**** Excerpt
Today the LSM block is one level: threat_map[real_parent->tgid] is checked on each execve (atty-guard/ebpf/atty_guard.bpf.c). We add two deeper modes and make the active mode runtime-selectable.

The three modes

Mode	Mechanism	Closes	Cost
`one_level` (default)	check immediate parent in `threat_map`	direct children of a marked PID	`check_execve` ~328 ns/execve (measured)
`ancestry(N)`	walk `real_parent` up to N hops (bounded loop, runtime `break` at configured depth), block if any ancestor is Critical	deeper descendants while the process chain is intact	the walk adds ~+111 ns/execve at N=8 (measured). Does not catch double-fork/daemonize (reparent to PID 1 severs the chain)
`propagate_on_fork`	`sched_process_fork` copies the parent’s mark to the child; `sched_process_exit` GCs the entry; LSM checks the process’s own (inherited) mark	all descendants incl. double-fork/daemonize (mark is copied before any reparenting)	per-fork `threat_map` gating lookup adds ~+49 ns/fork (measured; the mark-copy itself runs only under an active mark); map-pressure under fork bombs

Mechanism — one `.bpf.o`, runtime-switchable

A new config map drives the branch so we ship a single program, not three builds:

struct { __uint(type, BPF_MAP_TYPE_ARRAY); __uint(max_entries, 1);
         __type(key, __u32); __type(value, struct enforce_cfg);
} enforce_cfg_map SEC(".maps");
// struct enforce_cfg { __u8 mode; __u8 max_depth; }

LSM hook reads enforce_cfg: one_level → single parent lookup; ancestry → bounded walk to MAX_ANCESTRY (16) with a runtime if (i >= depth) break;; propagate → check own pid. (Implemented as a plain bounded loop — clang wouldn’t fully unroll the pointer-chasing walk, but each bpf_core_read is a safe probe, so the verifier accepts the bounded form.)
********
**** Dataset extract
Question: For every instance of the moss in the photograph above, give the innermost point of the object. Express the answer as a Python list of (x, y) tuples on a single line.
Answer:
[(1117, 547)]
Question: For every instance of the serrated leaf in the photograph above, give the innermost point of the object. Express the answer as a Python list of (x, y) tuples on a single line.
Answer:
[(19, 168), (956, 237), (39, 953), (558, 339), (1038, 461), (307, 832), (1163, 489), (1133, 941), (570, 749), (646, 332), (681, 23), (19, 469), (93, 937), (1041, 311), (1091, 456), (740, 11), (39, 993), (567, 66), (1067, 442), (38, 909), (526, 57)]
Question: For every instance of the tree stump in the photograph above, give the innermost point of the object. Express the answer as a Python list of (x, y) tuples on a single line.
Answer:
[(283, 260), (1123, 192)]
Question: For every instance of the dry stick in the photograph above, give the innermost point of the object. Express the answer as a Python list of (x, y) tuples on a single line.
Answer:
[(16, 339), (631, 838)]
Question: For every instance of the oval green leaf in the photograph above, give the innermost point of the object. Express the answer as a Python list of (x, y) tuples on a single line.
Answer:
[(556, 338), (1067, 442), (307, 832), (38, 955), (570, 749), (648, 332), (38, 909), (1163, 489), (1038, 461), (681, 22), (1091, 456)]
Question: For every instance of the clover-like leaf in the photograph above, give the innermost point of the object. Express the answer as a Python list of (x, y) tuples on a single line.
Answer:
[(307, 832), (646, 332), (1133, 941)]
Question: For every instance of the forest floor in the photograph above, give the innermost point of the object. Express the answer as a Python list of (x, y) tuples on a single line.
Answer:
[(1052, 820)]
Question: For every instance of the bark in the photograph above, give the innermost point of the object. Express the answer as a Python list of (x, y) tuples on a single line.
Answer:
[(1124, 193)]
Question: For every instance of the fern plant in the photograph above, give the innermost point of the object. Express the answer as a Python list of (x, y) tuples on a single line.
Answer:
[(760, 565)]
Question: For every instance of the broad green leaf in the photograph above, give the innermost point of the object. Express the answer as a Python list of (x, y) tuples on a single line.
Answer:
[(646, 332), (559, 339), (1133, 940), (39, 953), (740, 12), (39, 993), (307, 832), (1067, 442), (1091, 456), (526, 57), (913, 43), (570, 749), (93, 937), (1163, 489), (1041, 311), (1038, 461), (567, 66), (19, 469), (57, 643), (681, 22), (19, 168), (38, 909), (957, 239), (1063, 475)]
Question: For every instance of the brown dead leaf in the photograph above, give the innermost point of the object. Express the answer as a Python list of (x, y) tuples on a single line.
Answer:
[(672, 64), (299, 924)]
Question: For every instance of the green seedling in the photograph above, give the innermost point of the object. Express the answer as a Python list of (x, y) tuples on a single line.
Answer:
********
Written tasks:
(A) Could you return everything in the enforcement-modes excerpt from "Today the LSM" down to "active mode runtime-selectable.", word for word?
(B) In the enforcement-modes excerpt, why does the `ancestry(N)` mode miss processes that double-fork or daemonize, and why does `propagate_on_fork` still catch them?
These lines come from a separate source and aren't connected to the enforcement-modes excerpt.

Exercise results:
(A)
Today the LSM block is one level: threat_map[real_parent->tgid] is checked on each execve (atty-guard/ebpf/atty_guard.bpf.c). We add two deeper modes and make the active mode runtime-selectable.

(B) In `ancestry(N)` mode, the walk follows the `real_parent` chain. Reparenting to PID 1 during a double-fork or daemonize severs that chain. `propagate_on_fork` catches these descendants because the parent's mark is copied to the child at fork time, before any reparenting happens.